▶ **Source document**
The radical civil rights attorney Lynne Stewart has died at the age of 77 from complications of cancer and a recent series of strokes. A former teacher and librarian, Stewart was known as a people’s lawyer who represented the poor and revolutionaries. Many considered her a political prisoner herself when she was given a 10-year sentence for distributing press releases on behalf of one of her clients, Omar Abdel-Rahman, an Egyptian cleric known as the “blind Sheikh,” who was convicted of conspiring to blow up the United Nations and other New York City landmarks. He died in February. While held in federal prison for nearly four years, Stewart suffered from stage IV breast cancer that metastasized. She was given 18 months to live. After months of campaigning, a federal judge ordered her “compassionate release,” and on New Year’s Day 2014, Democracy Now! was at the airport when she triumphantly returned to New York with her husband, Ralph Poynter, and was met by her family and friends.

▶ **Extracted information**
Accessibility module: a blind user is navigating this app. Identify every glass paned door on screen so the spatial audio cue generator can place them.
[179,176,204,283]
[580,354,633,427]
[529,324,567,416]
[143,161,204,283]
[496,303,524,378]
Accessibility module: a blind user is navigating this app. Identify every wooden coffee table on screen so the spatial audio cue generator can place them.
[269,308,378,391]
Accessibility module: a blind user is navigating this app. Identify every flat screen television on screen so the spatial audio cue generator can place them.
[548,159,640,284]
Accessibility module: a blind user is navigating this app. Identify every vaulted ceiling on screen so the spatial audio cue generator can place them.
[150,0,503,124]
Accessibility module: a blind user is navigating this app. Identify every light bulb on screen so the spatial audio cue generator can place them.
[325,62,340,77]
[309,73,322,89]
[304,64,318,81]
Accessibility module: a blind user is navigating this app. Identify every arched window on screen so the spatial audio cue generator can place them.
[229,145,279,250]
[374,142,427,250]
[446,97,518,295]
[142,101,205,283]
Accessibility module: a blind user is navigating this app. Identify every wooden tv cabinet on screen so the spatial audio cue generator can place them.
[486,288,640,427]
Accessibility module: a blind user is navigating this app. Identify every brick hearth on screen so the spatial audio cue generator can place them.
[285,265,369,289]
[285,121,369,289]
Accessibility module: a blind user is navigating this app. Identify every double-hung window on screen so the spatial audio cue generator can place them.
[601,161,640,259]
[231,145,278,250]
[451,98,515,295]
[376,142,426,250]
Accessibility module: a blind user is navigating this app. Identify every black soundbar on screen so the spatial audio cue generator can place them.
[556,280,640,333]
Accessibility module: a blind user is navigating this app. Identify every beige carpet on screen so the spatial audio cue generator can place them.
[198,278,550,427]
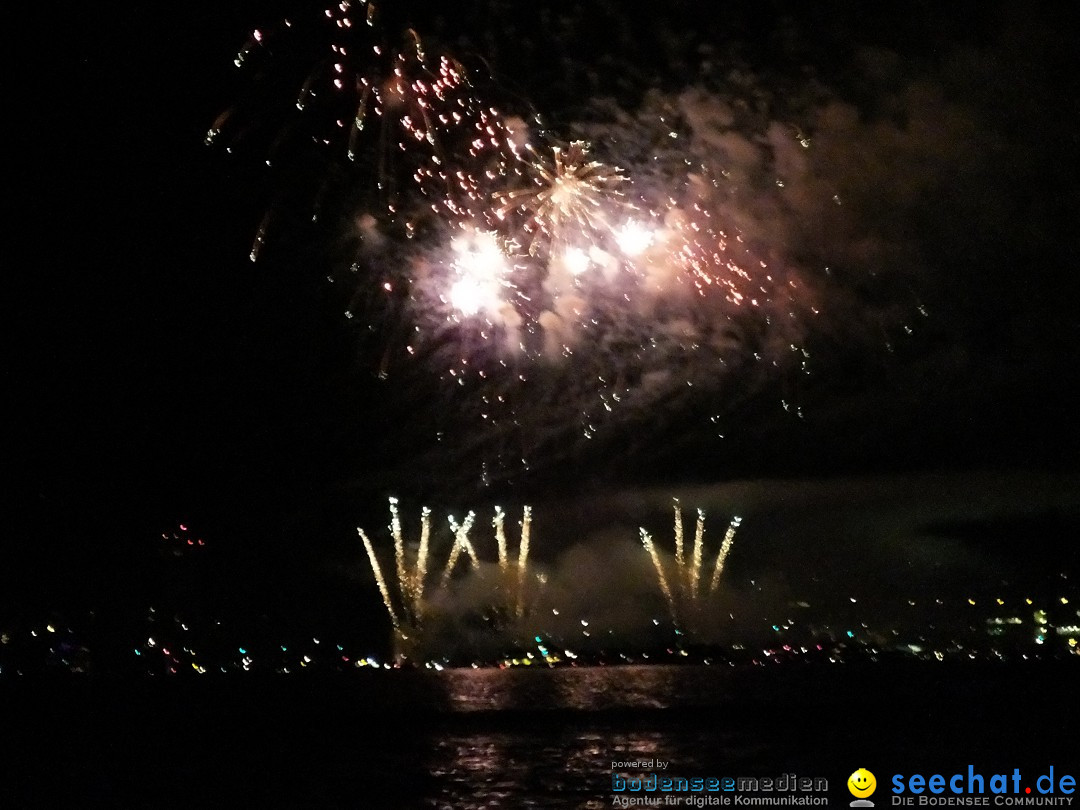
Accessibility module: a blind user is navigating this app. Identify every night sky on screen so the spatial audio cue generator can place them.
[6,0,1080,626]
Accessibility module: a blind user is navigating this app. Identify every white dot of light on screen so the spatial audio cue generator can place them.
[563,247,589,275]
[449,232,510,315]
[615,220,653,256]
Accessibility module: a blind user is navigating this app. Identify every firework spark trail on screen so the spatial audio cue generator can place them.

▶ **Your tasks**
1. Turn the Lynne Stewart paragraph that begins "The radical civil rights attorney" into a brief bulleted list that keeps its main facts.
2. In the Lynne Stewart text, how long was Stewart given to live after her breast cancer metastasized?
3. Resume the Lynne Stewart text from where it stops.
The listing after the Lynne Stewart text comes from a separate source.

▶ **Results**
1.
- Lynne Stewart, a radical civil rights attorney, died at 77 from complications of cancer and a recent series of strokes.
- A former teacher and librarian, she was known as a people's lawyer who represented the poor and revolutionaries.
- She received a 10-year sentence for distributing press releases for her client Omar Abdel-Rahman, the "blind Sheikh," who was convicted of conspiring to blow up the United Nations and other New York City landmarks. He died in February.
- Many considered her a political prisoner.
- During nearly four years in federal prison, she had stage IV breast cancer that metastasized and was given 18 months to live.
- After months of campaigning, a federal judge ordered her "compassionate release."
- On New Year's Day 2014, she returned to New York with her husband, Ralph Poynter, and was met by family and friends. Democracy Now! was at the airport.

2. 18 months.

3.
Crowd: “We love Lynne! We love Lynne!”
Amy Goodman: “Lynne, how do you feel?”
Lynne Stewart: “Beyond joy. Beyond joy.”
Amy Goodman: “Lynne, did you think this day would come?”
Lynne Stewart: “Well, somehow or other, yes, but not as wonderful as it has come—”
Amy Goodman: “And how are you—”
Lynne Stewart: “—or as suddenly. It’s like bursting on me, you know? I mean, yesterday at this time, I was deep in the dungeons, and here I am in my beloved New York. It’s just wonderful. I can’t tell you. Oh, give me those flowers.”